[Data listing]
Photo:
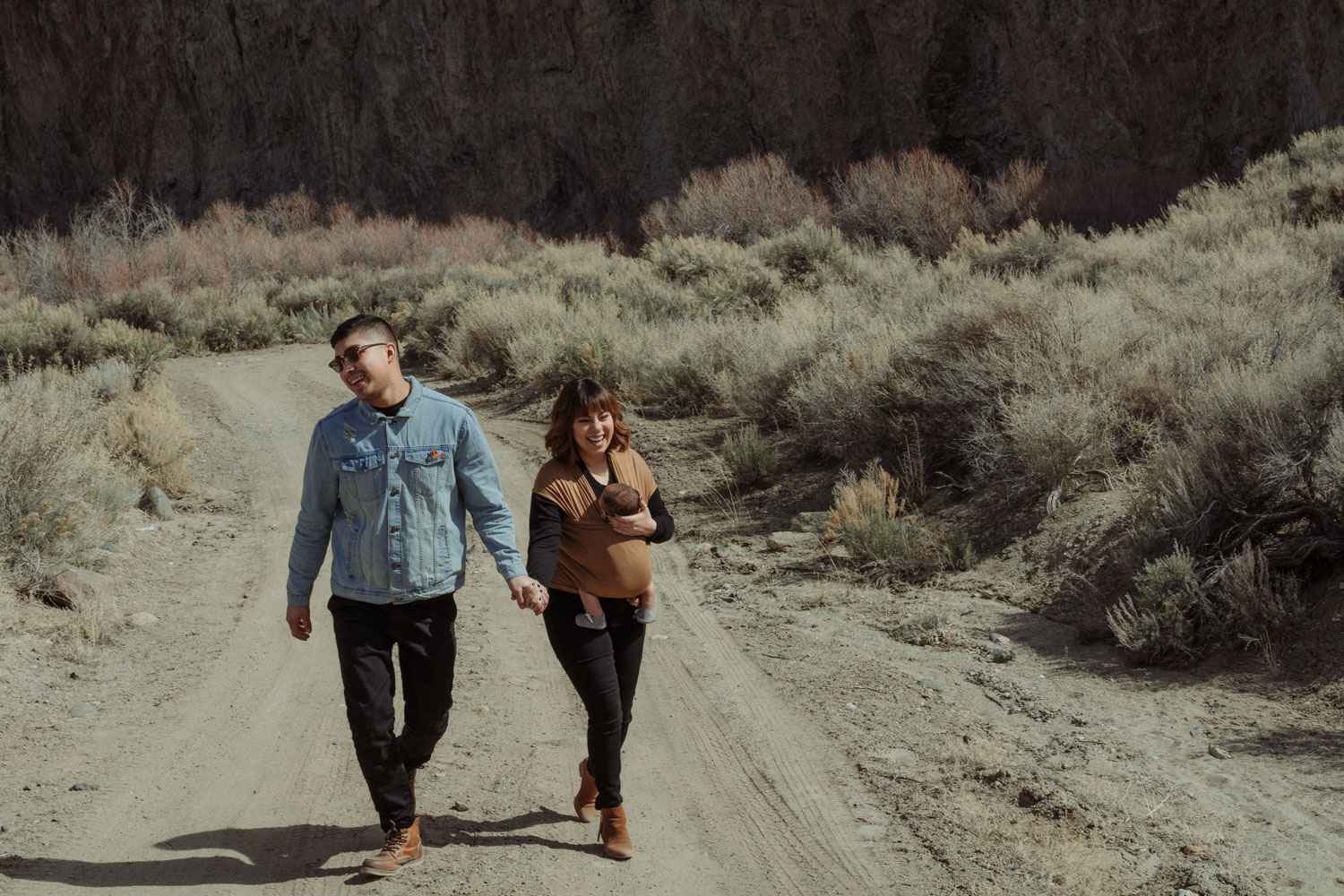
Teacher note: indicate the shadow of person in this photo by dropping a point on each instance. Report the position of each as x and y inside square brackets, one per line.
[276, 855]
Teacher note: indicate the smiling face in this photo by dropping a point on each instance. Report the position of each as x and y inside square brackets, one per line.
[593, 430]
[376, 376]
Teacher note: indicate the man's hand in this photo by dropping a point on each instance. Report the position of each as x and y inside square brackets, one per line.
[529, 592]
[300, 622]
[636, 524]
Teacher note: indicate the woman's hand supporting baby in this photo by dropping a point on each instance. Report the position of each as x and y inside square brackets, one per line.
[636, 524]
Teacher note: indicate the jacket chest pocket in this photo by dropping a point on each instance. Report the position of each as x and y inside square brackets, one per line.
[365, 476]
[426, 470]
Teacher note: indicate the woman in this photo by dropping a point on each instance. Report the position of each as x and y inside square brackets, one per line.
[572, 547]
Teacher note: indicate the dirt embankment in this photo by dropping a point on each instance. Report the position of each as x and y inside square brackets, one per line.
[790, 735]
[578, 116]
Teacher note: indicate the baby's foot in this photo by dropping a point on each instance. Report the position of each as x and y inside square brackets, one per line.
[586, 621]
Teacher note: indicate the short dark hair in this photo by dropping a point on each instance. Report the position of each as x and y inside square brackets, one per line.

--- What the exercise asks ---
Put each line of the records above into a Markdown table with the columns "No." and "Line", numbering the rows and skipping blank lines. Leave the pictures out.

--- Written response ---
| No. | Line |
|---|---|
| 1 | Photo: |
| 2 | Teacher note: indicate the shadow of person in this photo by dropping a point on each instance. Report the position of each as x and y inside square brackets, one per line. |
| 3 | [276, 855] |
| 4 | Teacher note: indicate the smiling face in this photo by dropping a point on each instance. Report the position of each as x and y inside square brackets, one per line. |
| 5 | [593, 430] |
| 6 | [376, 376] |
| 7 | Teacher note: indicate the man's hand in this photo by dropping a point on each instance. Report the position of each as x and y inside square brackets, one per line. |
| 8 | [529, 592] |
| 9 | [300, 622] |
| 10 | [636, 524] |
| 11 | Teacher note: indicate the woman's hand supporting baby in this photo by dropping a point on each instance. Report the position of each as x and y inside square brackets, one per line. |
| 12 | [636, 524] |
| 13 | Teacher note: indicate the jacket chest pocket in this photo by dropping a point on each instance. Report the position of each as x and y inside square brackets, one per line. |
| 14 | [365, 476] |
| 15 | [426, 470] |
| 16 | Teacher note: indicate the woman in this photo by dropping a point on each instance. Report the position of each as x and y inside square brackets, one per line. |
| 17 | [572, 547] |
| 18 | Teacher note: indicate the dirt embankment in this photo by dropping a point on each instance. Report the position of each as x and y inside square brackets, one per line. |
| 19 | [790, 735] |
| 20 | [578, 116] |
| 21 | Teacher note: indicate the baby's foot in this photo by dropping a point on each instance. Report the position of each as x and y inside square brackets, one per line. |
| 22 | [586, 621] |
| 23 | Teacher note: indicate the short dark hair in this photo by dropping a point on each instance. Report the position of each as x and y inside square brackets, one per line. |